**EXERCISE**
Retype the records starting with the line that contains "target: thin necklace" and going on through the line that contains "683 482 757 625".
● ● ● ● ●
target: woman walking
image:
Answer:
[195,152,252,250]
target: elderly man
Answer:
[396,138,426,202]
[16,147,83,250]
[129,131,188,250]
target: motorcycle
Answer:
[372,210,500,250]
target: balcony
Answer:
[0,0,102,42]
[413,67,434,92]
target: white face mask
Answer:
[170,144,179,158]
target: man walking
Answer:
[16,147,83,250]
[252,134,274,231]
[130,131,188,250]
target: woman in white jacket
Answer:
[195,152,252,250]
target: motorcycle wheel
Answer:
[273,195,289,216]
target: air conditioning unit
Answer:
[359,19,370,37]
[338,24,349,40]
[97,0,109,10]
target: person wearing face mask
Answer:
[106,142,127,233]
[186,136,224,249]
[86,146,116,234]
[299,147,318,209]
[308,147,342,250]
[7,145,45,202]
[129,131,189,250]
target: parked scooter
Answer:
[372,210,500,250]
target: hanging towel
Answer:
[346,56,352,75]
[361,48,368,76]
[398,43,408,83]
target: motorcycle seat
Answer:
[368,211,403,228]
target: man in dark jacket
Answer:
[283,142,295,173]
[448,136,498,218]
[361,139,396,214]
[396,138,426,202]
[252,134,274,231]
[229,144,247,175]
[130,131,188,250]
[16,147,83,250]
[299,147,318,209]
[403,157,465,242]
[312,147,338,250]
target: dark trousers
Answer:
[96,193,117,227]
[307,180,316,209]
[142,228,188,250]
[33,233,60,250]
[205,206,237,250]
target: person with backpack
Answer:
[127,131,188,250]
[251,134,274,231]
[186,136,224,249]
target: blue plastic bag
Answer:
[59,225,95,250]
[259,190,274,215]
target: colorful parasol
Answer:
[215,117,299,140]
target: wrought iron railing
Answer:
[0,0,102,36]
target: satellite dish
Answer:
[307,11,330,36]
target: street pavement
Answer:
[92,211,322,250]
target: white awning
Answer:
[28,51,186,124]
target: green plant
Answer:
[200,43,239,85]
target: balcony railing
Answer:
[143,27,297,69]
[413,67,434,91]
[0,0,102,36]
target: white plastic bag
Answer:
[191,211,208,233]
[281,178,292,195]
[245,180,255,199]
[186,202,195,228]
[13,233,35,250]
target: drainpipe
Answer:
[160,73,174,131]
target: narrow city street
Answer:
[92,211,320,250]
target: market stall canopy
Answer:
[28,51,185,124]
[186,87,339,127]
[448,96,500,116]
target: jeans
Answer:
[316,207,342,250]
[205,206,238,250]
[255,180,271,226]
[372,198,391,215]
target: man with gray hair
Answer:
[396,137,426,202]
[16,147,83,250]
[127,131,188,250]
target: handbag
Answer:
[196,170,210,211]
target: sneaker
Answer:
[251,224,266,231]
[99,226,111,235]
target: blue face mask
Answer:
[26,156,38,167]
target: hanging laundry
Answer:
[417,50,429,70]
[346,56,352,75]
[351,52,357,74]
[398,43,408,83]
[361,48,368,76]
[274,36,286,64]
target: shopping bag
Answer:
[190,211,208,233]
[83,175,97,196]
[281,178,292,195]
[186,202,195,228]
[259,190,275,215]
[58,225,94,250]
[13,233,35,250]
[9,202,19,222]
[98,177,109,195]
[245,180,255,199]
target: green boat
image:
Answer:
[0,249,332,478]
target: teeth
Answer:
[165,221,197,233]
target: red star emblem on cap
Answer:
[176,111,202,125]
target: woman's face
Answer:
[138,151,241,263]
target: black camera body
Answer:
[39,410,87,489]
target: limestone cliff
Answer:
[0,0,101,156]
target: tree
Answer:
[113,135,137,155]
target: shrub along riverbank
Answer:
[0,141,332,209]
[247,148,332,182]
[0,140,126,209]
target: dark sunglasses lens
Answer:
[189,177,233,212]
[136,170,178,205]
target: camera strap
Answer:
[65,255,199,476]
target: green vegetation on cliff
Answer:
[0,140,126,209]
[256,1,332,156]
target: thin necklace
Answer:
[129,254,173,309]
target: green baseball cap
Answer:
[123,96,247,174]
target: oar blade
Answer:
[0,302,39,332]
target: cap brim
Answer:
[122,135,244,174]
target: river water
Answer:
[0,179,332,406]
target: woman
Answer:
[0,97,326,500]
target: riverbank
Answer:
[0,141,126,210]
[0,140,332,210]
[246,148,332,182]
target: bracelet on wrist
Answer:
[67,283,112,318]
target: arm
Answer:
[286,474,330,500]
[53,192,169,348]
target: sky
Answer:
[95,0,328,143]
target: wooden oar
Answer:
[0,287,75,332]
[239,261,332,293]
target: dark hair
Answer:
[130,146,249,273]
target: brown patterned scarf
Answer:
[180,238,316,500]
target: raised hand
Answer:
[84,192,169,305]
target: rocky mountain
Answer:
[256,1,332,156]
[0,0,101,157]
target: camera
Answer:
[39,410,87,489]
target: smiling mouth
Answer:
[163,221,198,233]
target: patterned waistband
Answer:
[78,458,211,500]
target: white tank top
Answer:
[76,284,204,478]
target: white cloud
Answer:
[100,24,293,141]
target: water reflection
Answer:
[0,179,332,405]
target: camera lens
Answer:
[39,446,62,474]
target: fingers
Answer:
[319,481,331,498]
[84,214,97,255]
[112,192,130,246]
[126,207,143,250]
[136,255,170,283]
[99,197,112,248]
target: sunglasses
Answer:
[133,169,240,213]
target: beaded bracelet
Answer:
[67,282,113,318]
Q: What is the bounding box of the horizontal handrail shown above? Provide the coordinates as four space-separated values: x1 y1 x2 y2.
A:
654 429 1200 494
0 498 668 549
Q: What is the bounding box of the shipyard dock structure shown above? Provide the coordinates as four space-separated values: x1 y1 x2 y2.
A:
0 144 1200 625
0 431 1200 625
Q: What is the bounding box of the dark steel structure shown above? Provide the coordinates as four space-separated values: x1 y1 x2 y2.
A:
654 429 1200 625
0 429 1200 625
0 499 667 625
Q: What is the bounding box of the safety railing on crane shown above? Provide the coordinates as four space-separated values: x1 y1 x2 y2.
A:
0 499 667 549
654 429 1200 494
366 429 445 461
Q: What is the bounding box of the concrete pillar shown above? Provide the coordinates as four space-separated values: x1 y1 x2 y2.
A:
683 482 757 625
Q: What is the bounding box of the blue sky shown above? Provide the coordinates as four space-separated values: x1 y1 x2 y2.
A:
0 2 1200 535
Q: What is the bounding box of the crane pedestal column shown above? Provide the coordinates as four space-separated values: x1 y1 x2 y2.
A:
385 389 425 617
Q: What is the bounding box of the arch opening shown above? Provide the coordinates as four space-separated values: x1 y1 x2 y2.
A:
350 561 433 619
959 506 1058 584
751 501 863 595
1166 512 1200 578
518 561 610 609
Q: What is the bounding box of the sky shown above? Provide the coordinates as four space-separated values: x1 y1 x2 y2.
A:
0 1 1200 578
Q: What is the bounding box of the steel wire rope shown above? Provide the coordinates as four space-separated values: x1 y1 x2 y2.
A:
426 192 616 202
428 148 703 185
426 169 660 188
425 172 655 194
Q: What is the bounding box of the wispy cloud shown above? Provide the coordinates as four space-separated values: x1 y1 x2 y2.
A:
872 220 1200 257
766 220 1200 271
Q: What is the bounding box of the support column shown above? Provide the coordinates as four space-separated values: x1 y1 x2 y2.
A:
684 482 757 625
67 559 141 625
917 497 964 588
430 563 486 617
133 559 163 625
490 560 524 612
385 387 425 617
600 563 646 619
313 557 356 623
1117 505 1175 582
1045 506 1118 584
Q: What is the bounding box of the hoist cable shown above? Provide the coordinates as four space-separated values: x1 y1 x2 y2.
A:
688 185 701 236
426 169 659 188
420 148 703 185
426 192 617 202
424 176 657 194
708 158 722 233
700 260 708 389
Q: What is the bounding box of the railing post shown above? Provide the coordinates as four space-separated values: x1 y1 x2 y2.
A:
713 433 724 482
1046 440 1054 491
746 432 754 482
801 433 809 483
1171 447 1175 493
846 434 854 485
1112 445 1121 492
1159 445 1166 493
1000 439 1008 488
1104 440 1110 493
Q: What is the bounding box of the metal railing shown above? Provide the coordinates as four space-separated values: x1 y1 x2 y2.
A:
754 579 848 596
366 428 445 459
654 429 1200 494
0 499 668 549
● ● ● ● ●
**RESULT OF THIS TASK**
target: thin necklace
Answer:
[129,254,173,309]
target: green baseball cap
Answer:
[123,96,247,174]
target: oar blade
Answer:
[0,302,39,332]
target: cap brim
Answer:
[122,135,244,174]
target: river water
Answer:
[0,179,332,406]
target: woman
Answer:
[0,97,326,500]
target: riverbank
Answer:
[0,141,126,210]
[0,140,332,210]
[246,148,332,182]
target: bracelet on wrist
Answer:
[67,283,112,318]
target: arm
Answer:
[286,474,330,500]
[53,192,169,348]
target: sky
Answer:
[95,0,328,143]
target: wooden oar
Answer:
[0,287,75,332]
[239,261,332,293]
target: dark hair
Answer:
[130,146,249,273]
target: brown patterned scarf
Answer:
[180,238,316,500]
target: raised hand
Answer:
[84,192,169,305]
target: rocky mountain
Answer:
[256,1,332,156]
[0,0,101,157]
target: camera
Answer:
[39,410,87,489]
target: smiling mouth
Answer:
[163,221,198,233]
target: patterned waistband
Answer:
[78,458,211,500]
target: white tank top
Answer:
[76,284,204,478]
target: white cloud
Answer:
[100,24,293,141]
target: water reflection
Answer:
[0,179,332,405]
target: camera lens
Answer:
[39,446,62,474]
target: fingers
Answer:
[319,481,331,498]
[84,214,97,255]
[112,192,130,246]
[126,207,143,250]
[136,255,170,283]
[99,197,112,248]
target: sunglasses
Answer:
[133,169,240,213]
target: beaded bracelet
Answer:
[67,282,113,318]
Q: What is the bounding box of the horizontal handrail shown above? Provide the coordinates as four space-separated values: x1 y1 x2 y2.
A:
654 429 1200 494
0 498 668 549
Q: What is the bounding box of the shipyard dock structure shown above? Provide the coordinates as four space-separated values: x1 y1 x2 y2.
A:
0 144 1200 625
0 431 1200 625
Q: What is the bounding box of the dark steel structure shown above? Provide the coordinates as four space-separated values: x1 y1 x2 y2.
A:
654 429 1200 625
0 429 1200 625
0 499 667 625
Q: What is the bounding box of the safety railing on crane shown above? Provide the coordinates as four space-separated values: x1 y1 x2 y2.
A:
0 499 667 549
654 429 1200 494
366 429 445 461
Q: What is the bounding box of the concrete pillar shown above? Provide the coordinates as four space-separated values: x1 y1 x2 y2.
A:
683 482 757 625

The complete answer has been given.